● TASK DETAILS
Copy the data exactly from the line that contains "If you could pin the dark brown vanilla" through the line that contains "If you could pin the plaid", keeping both end lines and leaving out everything else.

++++++++++++++++++++

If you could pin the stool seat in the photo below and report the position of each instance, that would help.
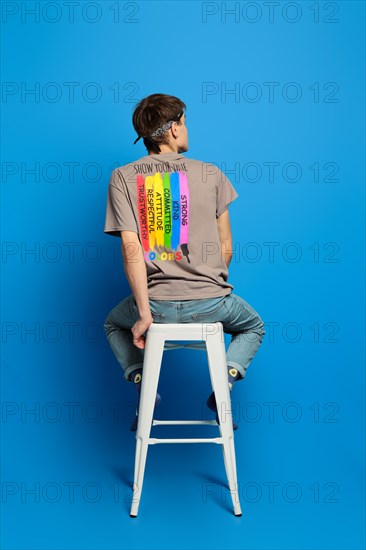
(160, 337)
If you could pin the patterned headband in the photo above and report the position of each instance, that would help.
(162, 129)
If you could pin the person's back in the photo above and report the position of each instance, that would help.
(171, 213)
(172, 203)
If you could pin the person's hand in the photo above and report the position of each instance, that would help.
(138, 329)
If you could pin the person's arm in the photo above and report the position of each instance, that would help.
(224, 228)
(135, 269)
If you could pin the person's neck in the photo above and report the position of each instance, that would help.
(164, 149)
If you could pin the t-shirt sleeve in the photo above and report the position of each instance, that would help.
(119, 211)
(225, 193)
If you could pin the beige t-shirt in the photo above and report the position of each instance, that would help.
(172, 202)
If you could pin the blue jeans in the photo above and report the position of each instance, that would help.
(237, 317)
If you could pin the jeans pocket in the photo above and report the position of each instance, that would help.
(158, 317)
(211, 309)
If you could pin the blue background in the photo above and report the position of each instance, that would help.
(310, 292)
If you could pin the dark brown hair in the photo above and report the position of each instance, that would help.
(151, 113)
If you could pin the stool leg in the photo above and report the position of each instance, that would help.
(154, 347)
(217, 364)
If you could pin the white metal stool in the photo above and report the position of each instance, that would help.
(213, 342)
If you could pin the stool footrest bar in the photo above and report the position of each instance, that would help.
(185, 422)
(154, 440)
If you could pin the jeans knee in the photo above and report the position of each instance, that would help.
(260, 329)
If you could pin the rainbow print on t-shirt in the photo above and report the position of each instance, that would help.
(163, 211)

++++++++++++++++++++

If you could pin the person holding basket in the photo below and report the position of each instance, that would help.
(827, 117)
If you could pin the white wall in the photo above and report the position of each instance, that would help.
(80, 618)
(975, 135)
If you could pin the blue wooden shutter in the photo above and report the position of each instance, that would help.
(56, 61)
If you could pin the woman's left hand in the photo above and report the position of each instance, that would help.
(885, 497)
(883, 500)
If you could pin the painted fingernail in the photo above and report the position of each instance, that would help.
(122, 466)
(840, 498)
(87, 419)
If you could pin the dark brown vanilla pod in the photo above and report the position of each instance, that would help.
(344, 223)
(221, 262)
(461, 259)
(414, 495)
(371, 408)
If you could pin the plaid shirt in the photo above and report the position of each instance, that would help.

++++++++++++++++++++

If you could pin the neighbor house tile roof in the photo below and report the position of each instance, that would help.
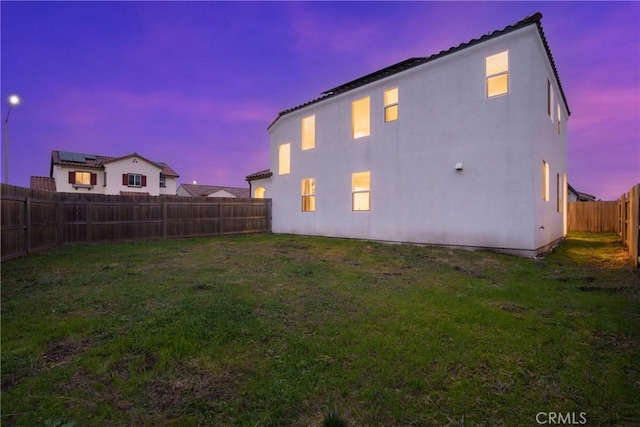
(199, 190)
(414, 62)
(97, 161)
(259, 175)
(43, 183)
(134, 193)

++++++++++++++++++++

● RESULT OF THE EXERCISE
If you could pin the dark brown vanilla pod in the photo above and report the position of each instance, that would help.
(344, 223)
(221, 262)
(461, 259)
(414, 495)
(371, 408)
If you could pin the plaid shirt in the photo above and report the position of each instance, that would help.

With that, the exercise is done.